(TASK SET):
**A)** According to the passage about André Previn's violin concerto, on what date was the work's world premiere?
**B)** Set down word for word the portion of the passage about André Previn's violin concerto from "The Concerto for" up to and including "it in 2005.".

(QUOTED PASSAGE):
----
Violin concerto by André Previn

The Concerto for Violin and Orchestra "Anne-Sophie" is a violin concerto by André Previn. It was composed in 2001 by request of the Boston Symphony Orchestra for Anne-Sophie Mutter. Previn conducted the first performance in March 2002 in Boston. The same performers recorded the work in 2003, and received a Grammy Award for it in 2005.

== History ==
Previn composed the violin concerto in 2001 on a commission from the Boston Symphony Orchestra. He wrote the solo part with violinist Anne-Sophie Mutter in mind. Previn called it "Anne-Sophie" in honour of the soloist who was to become his wife, and it has been described as a musical "love letter" and an "engagement present". The world premiere was on 14 March 2002, conducted by the composer. The couple married in August that year. They made a recording released in 2003, and toured Europe with the Oslo Philharmonic, including a concert of The Proms at the Royal Albert Hall on 30 August 2004. They divorced in 2006.

== Structure and music ==
The concerto is in three movements:
1. Moderato
2. Cadenza – Slowly
3. Andante ("from a train in Germany")

Unusually, the movements increase in length. A typical performance lasts forty minutes. A reviewer for Gramophone noted that the first movement showed, like Korngold's Violin Concerto which Mutter and Previn had performed together, "sweetly nostalgic cinemascope romanticism". The contrasting second movement is desolate in character, described by Previn as "more barren and acidulous" than the outer movements. The third movement, subtitled "from a train in Germany", includes the composer's memories of a train ride when he was a boy living in Germany, including variations of the children's song "Wenn ich ein Vöglein wär". A reviewer noted the movement's humour and "ecstatic melodic flights", ending "darkly beautiful". The composer used orchestral colours, but consistently serving the soloist.
----
(DATA EXCERPTS):
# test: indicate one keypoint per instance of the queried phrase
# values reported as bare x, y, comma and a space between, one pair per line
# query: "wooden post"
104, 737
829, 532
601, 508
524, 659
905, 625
----
(ANSWERS BELOW):
**A)** 14 March 2002

**B)**
The Concerto for Violin and Orchestra "Anne-Sophie" is a violin concerto by André Previn. It was composed in 2001 by request of the Boston Symphony Orchestra for Anne-Sophie Mutter. Previn conducted the first performance in March 2002 in Boston. The same performers recorded the work in 2003, and received a Grammy Award for it in 2005.